> PROVIDED PASSAGE
# # # # #

Thus the mismanagement and corruption of the Davis administration as well as external factors resulted in a huge budget deficit that was inherited by the present incumbent Arnold Schwarzenegger who despite his best efforts has not been able to control the deficit. Part of the problem has been the wasteful and extravagant public spending programs initiated by the Davis administration when the state actually had no money to spend.
Trying to sound upbeat as was possible, UCLA Anderson in its economic forecast nevertheless had stated that “The forecast is for a very weak California economy in 2008. The “double-whammy” of construction and financial activities job loss will continue to drag at the economy” (UCLA Anderson 12).
When the housing bubble burst all over America, California had already slid into a recessionary mode not seen since the Great Depression of 1929. Without doubt , unparalleled greed of Wall Street honchos who sold exotic loans packaged as derivatives to all and sundry has been more than responsible for the present economic downturn. It has been the failure of even government backed entities like Freddie Mac and Fannie Mae whose indiscriminate cheap loans at almost nil interest without checking the antecedents of its customers has been more than responsible for the entire mess.
But none of the states have been hit as badly as has been California because of its service industry dominated economy. Oil too has played a major role in the current recession. According to Professor Hamilton whenever global oil prices have spurted, recession has followed (2) and the oil price hike over the years 2007-2008 have in a large way contributed to the present recession.
In conclusion it can be reiterated that the current economic recession in California has a number of causes. The closure of defense and aerospace industry after the Cold War caused severe losses not only in the primary sector but also the tertiary sector. The wasteful programs initiated by the Davis administration resulted in billions of dollars deficit from which the state has not been able to recover. The dotcom bust of the 1990s added to the woes.

# # # # #

(Point localization data)
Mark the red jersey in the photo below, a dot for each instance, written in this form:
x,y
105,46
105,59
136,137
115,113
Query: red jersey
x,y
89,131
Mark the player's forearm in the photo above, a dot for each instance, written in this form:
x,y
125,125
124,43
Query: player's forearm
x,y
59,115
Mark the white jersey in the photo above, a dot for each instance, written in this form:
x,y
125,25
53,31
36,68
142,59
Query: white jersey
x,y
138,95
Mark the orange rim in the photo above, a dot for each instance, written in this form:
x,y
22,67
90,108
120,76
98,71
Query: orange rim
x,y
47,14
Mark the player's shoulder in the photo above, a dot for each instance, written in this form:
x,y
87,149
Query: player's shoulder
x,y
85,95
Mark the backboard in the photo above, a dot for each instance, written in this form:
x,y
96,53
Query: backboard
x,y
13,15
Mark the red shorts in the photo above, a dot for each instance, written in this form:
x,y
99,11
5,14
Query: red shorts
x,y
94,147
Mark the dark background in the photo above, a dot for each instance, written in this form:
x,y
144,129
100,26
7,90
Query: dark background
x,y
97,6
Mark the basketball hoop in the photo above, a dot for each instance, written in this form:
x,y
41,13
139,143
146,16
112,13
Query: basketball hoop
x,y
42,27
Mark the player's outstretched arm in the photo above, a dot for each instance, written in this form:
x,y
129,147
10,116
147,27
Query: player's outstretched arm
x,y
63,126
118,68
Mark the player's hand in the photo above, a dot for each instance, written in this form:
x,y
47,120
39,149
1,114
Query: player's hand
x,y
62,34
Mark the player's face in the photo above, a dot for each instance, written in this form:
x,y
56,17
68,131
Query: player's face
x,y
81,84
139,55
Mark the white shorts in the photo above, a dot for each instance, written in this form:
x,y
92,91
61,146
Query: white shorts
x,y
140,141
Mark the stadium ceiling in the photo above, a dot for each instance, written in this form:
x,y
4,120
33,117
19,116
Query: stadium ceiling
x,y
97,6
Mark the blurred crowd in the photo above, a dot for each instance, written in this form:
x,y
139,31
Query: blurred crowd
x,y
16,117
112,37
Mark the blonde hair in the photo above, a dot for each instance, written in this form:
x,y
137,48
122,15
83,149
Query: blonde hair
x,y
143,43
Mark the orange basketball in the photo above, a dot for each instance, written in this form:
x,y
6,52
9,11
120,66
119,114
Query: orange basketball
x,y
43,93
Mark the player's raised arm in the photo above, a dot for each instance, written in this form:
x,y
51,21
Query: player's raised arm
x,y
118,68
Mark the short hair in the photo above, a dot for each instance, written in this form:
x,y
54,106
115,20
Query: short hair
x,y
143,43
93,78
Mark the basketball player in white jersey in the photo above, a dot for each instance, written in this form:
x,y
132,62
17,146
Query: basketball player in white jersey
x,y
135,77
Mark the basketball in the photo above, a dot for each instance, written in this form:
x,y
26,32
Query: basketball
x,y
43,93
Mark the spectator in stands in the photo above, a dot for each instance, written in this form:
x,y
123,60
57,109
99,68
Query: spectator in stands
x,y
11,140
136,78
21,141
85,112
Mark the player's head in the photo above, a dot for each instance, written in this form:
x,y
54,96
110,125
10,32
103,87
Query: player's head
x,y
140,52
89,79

# # # # #

> TASK REQUIREMENTS
(a) In the essay on California's recession, who inherited the budget deficit left by the Davis administration?
(b) Summarize the essay on California's recession in two sentences.
(c) Proceed with the essay on California's recession from its last sentence.

> ANSWERS BY ITEM NUMBER
(a) Arnold Schwarzenegger inherited the deficit.

(b) The essay attributes California's recession to several causes: a large deficit left by the Davis administration's mismanagement and wasteful spending, the closure of the defense and aerospace industry after the Cold War, and the dotcom bust of the 1990s. It also blames Wall Street greed, indiscriminate lending by Freddie Mac and Fannie Mae, and the 2007–2008 oil price hike, and it notes that California was hit harder than other states because its economy is dominated by the service industry.

(c)
High oil prices coupled with unscrupulous manipulation by private players further accentuated the economic worries. A drought in the North West leading to a drop in hydroelectricity capacity further added to the state’s energy bill. Finally, the overwhelming greed of Wall Street executives in selling toxic loans and looking for quick money drove the final nail in the coffin of the state’s treasury chest. California will now take a long time to recover from its present downturn.
Aversa, Jeannine. “Job losses up in 44 states as recession drags on.” 2009. Washington Post online. Web.
Gerston, Larry N and Terry Christensen. Recall! NY: M.E. Sharpe, 2004.
Hamilton, James D. “The Economic Consequences of Rising Oil Prices.” 2009. The Washington Post online. Web.
Myers, Dowell. Immigrants and boomers: forging a new social contract for the future of America. NY: Russell Sage Foundation, 2007.
Schrag, Peter. California: America’s High-Stakes Experiment. Berkeley: University of California Press, 2008.
UCLA Anderson. “Economy situation doesn’t meet definition of ‘true’ recession.” 2008. Web.
Walker, Barbara. “The Realities Of Recession in California.” 2008. Web.